◆ **WORK INSTRUCTIONS**: Reproduce the rows below word for word, leaving out the pictures.

[begin DATA LISTING]

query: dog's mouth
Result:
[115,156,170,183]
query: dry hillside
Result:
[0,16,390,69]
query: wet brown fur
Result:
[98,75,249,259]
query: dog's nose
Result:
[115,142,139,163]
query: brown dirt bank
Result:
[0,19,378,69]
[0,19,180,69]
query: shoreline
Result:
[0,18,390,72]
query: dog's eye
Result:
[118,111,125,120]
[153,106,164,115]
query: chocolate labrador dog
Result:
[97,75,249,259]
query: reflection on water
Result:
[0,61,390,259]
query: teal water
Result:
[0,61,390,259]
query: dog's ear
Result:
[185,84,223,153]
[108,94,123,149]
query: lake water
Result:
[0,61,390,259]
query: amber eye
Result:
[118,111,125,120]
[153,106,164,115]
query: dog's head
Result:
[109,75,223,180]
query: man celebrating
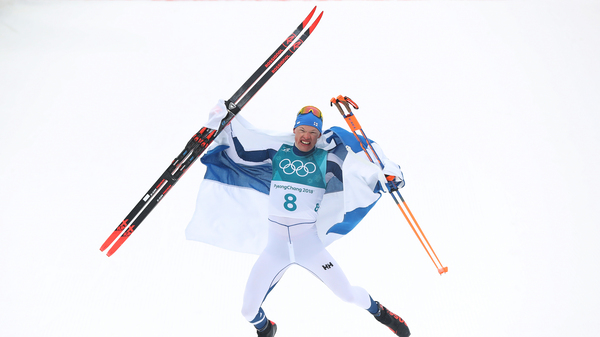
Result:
[186,103,410,337]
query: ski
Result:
[100,6,323,256]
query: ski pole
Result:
[331,95,448,275]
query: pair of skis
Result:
[331,95,448,275]
[100,6,323,256]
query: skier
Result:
[187,102,410,337]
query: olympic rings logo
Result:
[279,158,317,177]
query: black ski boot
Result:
[375,302,410,337]
[256,321,277,337]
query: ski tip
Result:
[308,12,323,34]
[302,6,317,28]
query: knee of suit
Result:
[242,304,259,322]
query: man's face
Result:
[294,125,321,152]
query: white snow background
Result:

[end DATA LISTING]

◆ **THE OUTPUT**:
query: dog's mouth
Result:
[115,156,170,183]
query: dry hillside
Result:
[0,16,390,69]
query: wet brown fur
Result:
[98,75,249,259]
query: dog's nose
Result:
[115,142,139,163]
query: brown dirt bank
Result:
[0,19,378,69]
[0,19,180,69]
query: shoreline
Result:
[0,18,390,72]
query: dog's eye
Result:
[118,111,125,120]
[153,106,164,115]
query: chocolate labrador dog
Result:
[97,75,249,259]
query: reflection on water
Result:
[0,61,390,259]
query: teal water
Result:
[0,61,390,259]
query: dog's ear
Result:
[185,84,223,153]
[108,94,123,149]
query: lake water
Result:
[0,61,390,259]
query: amber eye
Result:
[118,111,125,120]
[153,106,164,115]
query: dog's head
Result:
[109,75,223,180]
query: man celebrating
Result:
[186,103,410,337]
query: ski
Result:
[100,6,323,256]
query: ski pole
Result:
[331,95,448,275]
query: pair of skis
Result:
[331,95,448,275]
[100,6,323,256]
query: skier
Result:
[187,102,410,337]
query: olympic rings logo
Result:
[279,158,317,177]
query: black ski boot
Result:
[375,302,410,337]
[256,321,277,337]
query: ski tip
Result:
[308,12,323,34]
[302,6,317,28]
query: knee of suit
Result:
[242,304,259,322]
query: man's face
Result:
[294,125,321,152]
query: white snow background
Result:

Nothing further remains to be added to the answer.